### PROVIDED TEXT:
━━━━━━━━━━━━━━━━━━━━
- Big Gyp Cave Pictograph site (14CM305)
- U.S. National Register of Historic Places
- Location: Address restricted, Comanche County, Kansas
- MPS: MPS
- NRHP reference No.: 82004864
- Added to NRHP: July 9, 1982

= Big Gyp Cave Pictograph site =

Archeological site in Kansas, United States

Big Gyp Cave Pictograph site (14CM305) in Comanche County, Kansas, is an archeological site with pictographs in a cave. It was listed on the National Register of Historic Places in 1978.

This cave is one of 30 rock art sites in Kansas. The pictographs at this site are dated from 1541 to 1870, part of the Plains Village period.

It includes at least one anthropomorphic pictograph.

== Geography ==
The Big Gyp Cave is located in the state of Kansas in Comanche county jurisdiction in the Red hills area, also called Gyp hills or/and Medicine hills by the Native American tribes however, its exact location is hidden from the public.

== History and significance ==
Big Gyp cave is the only pictograph site recorded in the state of Kansas and was unrecognized until in 1979-80 Kansas Petroglyph survey was carried out by Brian O’neal, the surveyor chosen by the Historic Preservation Department. In 1982 it was officially recognized by The National Register of Historic Places after being nominated among 30 sites for the Kansas Rock Art Thematic National Register Nomination. The pictographs could tell us valuable information about the lives of the natives that inhabited that area in the past and created the pictographs. The area has been dated as having had The National Registry of Historical Places classifies its historical significance as having information potential; this leaves the impression that the cave’s art still needs further interpretation and study.

It is still not certain what Native American people is responsible for the rock art in the cave although, some academics have theorized possible candidates based on the knowledge we have accrued on the distinct tribes that have inhabited that geographic region throughout our history. It is believed to have belonged to any of the following:

The Wichita and The Plains Apaches which were proposed by Howard (1964) and Wedel (1969).

The Osage hunted in the area before settling it around 1820. The Comanche, Kiowa, and Kiowa-Apache bands who succeeded the Plains Apache respectively. The Cheyenne and Arapaho in turn displaced these groups by the 1800s.

== Pictographs and deterioration ==

Centuries of spalling had resulted in the deterioration of most of the pictographs by the 1980’s as such the Kansas Petroglyph Survey could only confidently identify one of the figures as an anthropomorphic illustration. Yet, even this identifiable figure suffered from erosion and weathering; particularly it appears that some precipitating minerals damaged the pictograph hampering its visibility. The Kansas Petroglyph Survey had classified the state of preservation of the site as being in “poor” condition.
━━━━━━━━━━━━━━━━━━━━
### RECORD SET:

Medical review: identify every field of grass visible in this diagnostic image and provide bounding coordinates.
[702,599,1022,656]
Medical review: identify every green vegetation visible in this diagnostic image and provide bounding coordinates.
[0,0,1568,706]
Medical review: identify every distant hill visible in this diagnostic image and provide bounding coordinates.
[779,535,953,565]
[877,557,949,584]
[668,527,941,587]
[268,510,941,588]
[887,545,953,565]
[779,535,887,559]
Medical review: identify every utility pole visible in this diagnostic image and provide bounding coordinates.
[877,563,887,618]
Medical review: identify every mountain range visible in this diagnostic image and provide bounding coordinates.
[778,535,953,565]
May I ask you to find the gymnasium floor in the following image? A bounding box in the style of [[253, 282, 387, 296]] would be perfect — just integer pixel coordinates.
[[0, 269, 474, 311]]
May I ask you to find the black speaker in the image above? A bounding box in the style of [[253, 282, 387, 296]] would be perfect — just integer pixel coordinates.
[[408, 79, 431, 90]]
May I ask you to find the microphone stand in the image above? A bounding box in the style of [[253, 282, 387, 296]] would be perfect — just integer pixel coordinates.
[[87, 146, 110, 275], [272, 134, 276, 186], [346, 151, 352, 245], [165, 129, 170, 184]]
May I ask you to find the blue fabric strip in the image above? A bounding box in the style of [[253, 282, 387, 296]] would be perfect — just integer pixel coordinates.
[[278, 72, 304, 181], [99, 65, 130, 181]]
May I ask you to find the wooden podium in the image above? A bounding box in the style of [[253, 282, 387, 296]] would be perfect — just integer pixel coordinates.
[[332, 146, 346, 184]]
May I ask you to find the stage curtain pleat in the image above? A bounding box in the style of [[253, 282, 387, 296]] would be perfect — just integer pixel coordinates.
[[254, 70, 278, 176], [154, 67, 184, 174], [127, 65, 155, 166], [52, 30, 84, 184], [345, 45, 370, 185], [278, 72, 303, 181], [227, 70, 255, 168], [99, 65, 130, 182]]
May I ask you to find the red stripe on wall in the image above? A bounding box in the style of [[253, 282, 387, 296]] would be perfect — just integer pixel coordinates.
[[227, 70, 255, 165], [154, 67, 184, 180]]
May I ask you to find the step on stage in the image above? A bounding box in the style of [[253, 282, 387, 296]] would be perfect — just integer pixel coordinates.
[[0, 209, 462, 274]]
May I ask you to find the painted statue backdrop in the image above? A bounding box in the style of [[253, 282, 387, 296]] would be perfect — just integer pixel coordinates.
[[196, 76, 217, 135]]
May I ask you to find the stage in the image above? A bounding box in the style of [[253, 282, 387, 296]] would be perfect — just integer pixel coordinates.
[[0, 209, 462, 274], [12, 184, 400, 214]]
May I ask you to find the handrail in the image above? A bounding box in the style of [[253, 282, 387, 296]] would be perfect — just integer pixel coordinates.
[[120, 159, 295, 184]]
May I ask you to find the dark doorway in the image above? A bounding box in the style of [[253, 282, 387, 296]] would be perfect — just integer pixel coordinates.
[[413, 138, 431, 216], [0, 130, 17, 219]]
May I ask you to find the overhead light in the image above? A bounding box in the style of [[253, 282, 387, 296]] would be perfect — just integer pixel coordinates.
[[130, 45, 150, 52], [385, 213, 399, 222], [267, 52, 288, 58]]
━━━━━━━━━━━━━━━━━━━━
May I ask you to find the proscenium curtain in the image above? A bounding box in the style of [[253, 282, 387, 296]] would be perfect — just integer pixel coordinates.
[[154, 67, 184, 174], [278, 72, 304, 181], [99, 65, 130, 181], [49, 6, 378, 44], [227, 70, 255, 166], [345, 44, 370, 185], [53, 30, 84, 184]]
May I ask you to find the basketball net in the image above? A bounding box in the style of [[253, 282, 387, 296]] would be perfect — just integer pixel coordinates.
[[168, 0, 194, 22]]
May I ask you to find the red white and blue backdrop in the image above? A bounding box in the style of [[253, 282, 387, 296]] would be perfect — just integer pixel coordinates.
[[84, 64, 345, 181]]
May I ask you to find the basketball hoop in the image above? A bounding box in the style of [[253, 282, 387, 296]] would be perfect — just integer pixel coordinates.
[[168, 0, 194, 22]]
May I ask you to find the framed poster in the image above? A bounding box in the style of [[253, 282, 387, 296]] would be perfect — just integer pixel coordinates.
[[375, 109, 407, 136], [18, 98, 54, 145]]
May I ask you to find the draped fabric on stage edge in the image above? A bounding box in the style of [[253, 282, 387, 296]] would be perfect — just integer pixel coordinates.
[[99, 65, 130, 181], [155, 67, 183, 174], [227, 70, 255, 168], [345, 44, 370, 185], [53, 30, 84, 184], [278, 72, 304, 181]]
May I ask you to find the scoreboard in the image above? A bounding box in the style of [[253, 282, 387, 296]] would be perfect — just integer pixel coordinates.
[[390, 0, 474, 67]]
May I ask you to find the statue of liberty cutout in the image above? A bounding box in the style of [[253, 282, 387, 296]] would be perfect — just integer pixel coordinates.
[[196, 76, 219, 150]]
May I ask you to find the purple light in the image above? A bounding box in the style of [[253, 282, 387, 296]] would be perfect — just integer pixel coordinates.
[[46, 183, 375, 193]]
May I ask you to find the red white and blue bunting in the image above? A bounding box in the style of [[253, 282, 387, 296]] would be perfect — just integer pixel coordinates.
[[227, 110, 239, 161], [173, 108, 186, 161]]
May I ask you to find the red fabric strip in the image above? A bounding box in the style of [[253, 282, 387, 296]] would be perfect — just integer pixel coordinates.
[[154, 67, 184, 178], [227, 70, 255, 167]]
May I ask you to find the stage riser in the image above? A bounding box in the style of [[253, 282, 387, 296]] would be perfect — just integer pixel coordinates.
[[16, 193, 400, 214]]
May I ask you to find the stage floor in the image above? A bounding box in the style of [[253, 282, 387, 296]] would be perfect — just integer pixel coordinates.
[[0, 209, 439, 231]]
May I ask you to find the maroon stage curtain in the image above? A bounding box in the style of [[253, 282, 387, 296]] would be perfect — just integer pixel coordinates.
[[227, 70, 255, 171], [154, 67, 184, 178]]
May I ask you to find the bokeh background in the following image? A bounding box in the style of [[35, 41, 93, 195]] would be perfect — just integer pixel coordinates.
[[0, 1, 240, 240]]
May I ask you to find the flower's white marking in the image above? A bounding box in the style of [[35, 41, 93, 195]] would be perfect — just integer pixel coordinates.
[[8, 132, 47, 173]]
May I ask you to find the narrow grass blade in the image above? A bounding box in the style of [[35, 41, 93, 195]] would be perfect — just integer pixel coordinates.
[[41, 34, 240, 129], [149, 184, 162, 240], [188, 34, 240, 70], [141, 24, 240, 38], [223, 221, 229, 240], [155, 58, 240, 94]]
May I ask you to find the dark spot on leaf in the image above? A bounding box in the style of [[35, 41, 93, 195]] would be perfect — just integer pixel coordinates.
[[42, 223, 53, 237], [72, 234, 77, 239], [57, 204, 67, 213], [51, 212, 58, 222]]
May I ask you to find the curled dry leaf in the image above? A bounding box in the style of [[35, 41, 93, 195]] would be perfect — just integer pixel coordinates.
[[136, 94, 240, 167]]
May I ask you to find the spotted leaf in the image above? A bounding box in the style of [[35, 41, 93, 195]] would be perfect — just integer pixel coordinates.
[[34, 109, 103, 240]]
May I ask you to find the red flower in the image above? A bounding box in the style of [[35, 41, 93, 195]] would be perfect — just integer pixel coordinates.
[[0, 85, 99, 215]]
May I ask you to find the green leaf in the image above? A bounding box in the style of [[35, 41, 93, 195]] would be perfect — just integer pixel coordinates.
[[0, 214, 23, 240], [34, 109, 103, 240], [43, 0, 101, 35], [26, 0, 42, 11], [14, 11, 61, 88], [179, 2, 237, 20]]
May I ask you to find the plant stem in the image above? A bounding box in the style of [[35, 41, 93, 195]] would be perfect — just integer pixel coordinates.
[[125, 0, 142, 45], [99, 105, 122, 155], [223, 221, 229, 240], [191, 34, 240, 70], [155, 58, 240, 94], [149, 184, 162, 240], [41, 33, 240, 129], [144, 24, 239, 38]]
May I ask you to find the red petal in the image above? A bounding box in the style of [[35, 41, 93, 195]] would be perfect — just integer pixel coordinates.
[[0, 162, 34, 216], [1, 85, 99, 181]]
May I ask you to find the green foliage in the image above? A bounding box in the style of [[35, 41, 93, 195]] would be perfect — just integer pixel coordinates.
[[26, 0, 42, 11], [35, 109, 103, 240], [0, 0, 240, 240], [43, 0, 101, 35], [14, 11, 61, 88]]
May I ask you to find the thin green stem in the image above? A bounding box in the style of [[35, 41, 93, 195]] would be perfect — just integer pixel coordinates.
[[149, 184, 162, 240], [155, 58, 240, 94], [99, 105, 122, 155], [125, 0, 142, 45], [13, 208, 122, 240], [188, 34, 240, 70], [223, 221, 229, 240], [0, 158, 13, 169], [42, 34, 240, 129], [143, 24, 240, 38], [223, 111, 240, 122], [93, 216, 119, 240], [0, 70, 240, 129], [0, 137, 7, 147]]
━━━━━━━━━━━━━━━━━━━━
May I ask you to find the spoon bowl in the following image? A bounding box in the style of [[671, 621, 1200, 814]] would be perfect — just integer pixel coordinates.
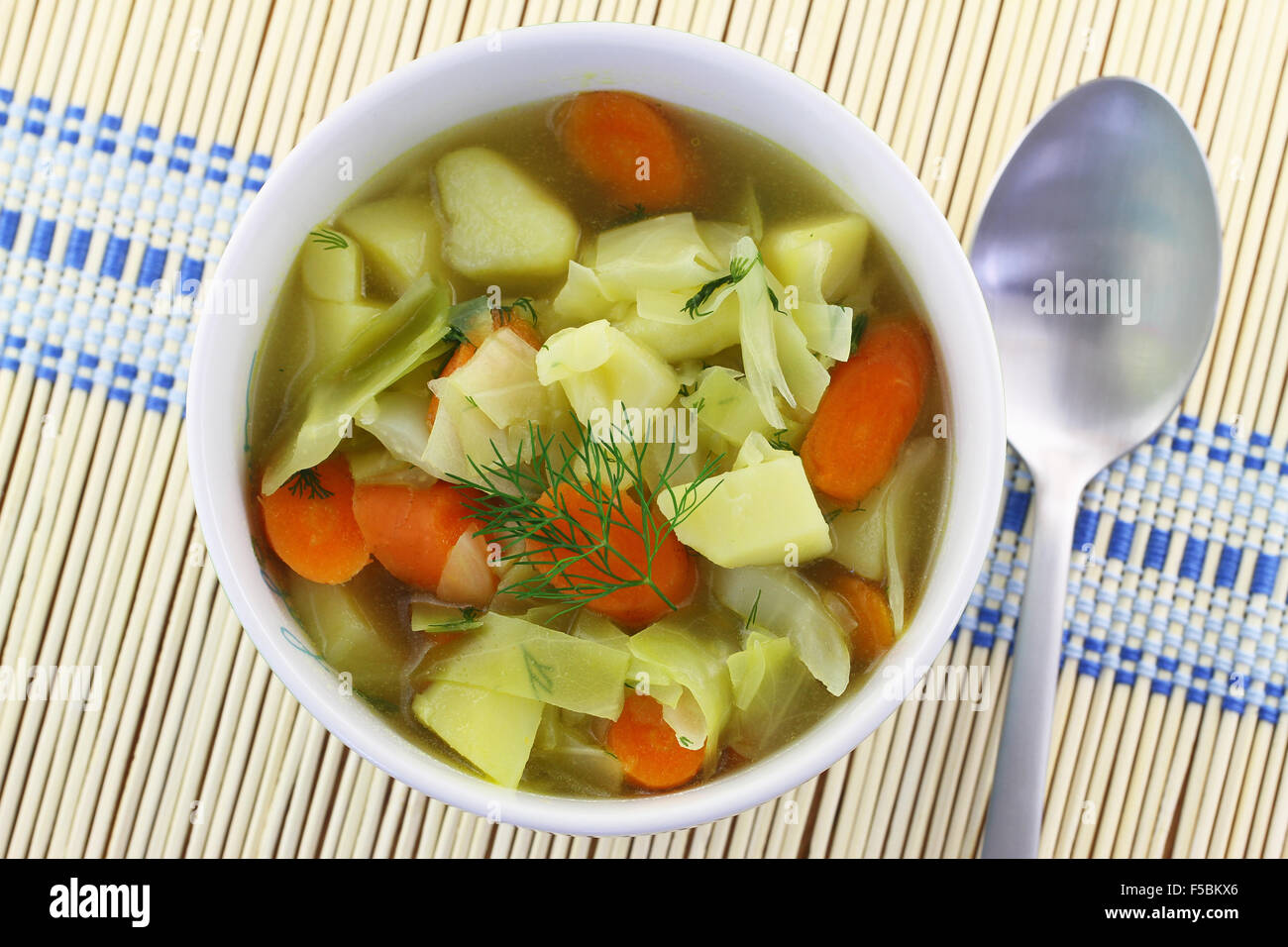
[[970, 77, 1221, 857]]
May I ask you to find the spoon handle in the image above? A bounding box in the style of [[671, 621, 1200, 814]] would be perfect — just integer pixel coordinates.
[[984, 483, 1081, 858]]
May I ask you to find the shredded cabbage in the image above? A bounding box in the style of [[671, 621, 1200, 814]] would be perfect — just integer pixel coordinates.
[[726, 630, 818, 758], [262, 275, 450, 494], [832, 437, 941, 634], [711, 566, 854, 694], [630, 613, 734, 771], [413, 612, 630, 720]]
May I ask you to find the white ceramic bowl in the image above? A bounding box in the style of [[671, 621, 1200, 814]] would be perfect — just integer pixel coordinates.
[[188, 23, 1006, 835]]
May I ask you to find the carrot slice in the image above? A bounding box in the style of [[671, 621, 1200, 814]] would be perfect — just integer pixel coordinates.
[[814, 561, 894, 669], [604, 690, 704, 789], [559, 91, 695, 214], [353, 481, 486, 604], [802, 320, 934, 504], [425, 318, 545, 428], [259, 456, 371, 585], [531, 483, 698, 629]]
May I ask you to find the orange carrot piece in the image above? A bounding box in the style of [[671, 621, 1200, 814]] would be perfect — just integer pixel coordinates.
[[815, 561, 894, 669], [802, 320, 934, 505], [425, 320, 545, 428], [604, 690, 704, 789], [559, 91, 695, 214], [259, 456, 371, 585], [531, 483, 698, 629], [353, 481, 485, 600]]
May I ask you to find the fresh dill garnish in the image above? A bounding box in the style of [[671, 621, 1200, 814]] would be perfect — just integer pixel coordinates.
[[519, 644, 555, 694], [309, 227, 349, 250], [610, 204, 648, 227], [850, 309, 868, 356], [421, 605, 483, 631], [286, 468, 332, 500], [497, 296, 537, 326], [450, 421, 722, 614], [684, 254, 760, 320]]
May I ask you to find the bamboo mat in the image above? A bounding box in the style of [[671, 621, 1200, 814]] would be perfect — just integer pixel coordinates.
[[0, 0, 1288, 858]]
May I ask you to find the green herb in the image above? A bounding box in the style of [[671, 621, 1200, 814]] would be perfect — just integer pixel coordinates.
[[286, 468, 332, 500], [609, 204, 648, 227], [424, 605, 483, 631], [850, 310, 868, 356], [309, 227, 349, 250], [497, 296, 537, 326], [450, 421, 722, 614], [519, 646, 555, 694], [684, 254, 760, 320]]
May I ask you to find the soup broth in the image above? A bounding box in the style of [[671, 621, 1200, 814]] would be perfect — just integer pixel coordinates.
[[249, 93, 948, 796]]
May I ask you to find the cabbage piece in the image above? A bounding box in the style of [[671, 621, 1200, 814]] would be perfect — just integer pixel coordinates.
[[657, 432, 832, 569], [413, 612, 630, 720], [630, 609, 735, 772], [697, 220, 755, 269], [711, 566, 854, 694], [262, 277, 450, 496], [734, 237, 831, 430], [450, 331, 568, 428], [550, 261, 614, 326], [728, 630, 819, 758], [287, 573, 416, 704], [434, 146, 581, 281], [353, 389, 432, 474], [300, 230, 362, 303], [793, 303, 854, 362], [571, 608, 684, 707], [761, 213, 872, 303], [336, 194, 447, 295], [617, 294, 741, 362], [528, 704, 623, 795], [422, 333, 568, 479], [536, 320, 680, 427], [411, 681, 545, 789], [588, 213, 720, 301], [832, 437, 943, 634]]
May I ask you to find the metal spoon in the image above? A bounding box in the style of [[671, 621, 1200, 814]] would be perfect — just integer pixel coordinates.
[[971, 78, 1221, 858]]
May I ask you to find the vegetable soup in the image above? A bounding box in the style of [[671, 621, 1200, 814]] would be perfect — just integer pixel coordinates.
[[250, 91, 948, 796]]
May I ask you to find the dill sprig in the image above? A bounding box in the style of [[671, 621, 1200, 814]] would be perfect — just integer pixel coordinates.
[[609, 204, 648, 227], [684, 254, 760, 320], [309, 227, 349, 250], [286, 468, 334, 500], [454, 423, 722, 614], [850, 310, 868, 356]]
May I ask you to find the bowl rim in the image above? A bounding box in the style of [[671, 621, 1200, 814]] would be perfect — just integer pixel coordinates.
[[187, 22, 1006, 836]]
━━━━━━━━━━━━━━━━━━━━
### TASK INSTRUCTIONS:
1. According to the Big Gyp Cave article, why could the Kansas Petroglyph Survey confidently identify only one figure as an anthropomorphic illustration? Answer in one to three sentences.
2. Carry the Big Gyp Cave article forward from its final sentence.
The entries aren't needed for this.

### ANSWERS TO EACH TASK:
1. By the 1980s, centuries of spalling had worn away most of the pictographs in the cave. The Kansas Petroglyph Survey could therefore confidently identify only one figure as anthropomorphic, and even that one was eroded and weathered.

2.
== Access ==
The cave belongs to a private owner and it is a restricted site; this is also in part to protect the heritage of the place from vandalism, as it is rampant amongst archeological remains in other sites of the region. Expeditions into the area require prior authorization and in recent years the most notable excursions to Big Gyp have been performed by prominent local biologist Stan Roth who has been studying bats and other wildlife in the caves of central and southern Kansas. In these he takes his students and other academic staff. From these excursions there are reports of soapstone being found in Big Gyp although this needs further confirmation.  The accessibility to the area is difficult since it must be reached by dirt road and to get in one must further traverse the wooded entrance slippery rocks and knee high mud in some instances.

== Dating ==
A fraction of a rock was used to date all the sites in the Kansas Petroglyph Survey including Big Gyp since there are equestrian glyphs in the site of the rock. This has led some scholars such as Howard (1964) and Wedel (1969) to deduce a date for the sites from 1541 to 1870 AD; they concluded that they must be at least protohistoric at its earliest (1541 AD), with the introduction of horses to the area. At the latest moreover, until the time of complete encroachment of European-American settlement in the area by the 1870’s. However, this is a broad date and not too reliable given that the date for Big Gyp was speculated according to the other sites’ petroglyphic art. To this day the specific site of Big Gyp has not had a reliable date assigned to it as it has not been carbon dated and the nature of the pictographs make it harder to tell by drawing conclusions from the designs as had been done for the equestrian glyphs in the nearby sites, due to poor conditions making the pictographs not easily recognizable.

== Geology ==
The so-called Red Hills where the cave lies are topped by a layer of gypsum that gives the cave its name. The Big Gyp cave is one of the biggest caves in Kansas and is marked by a uniquely large entrance; within lies a stream that runs through the tunnel like a cave. In an online exposition of photos for a high school project one of Stan Roth’s students posted a series of pictures showing features like a small waterfall inside which holds a soapstone dam.

== Biodiversity ==
Brown bats, are mentioned to reside there in a local article about Stanley Roth’s expedition with students.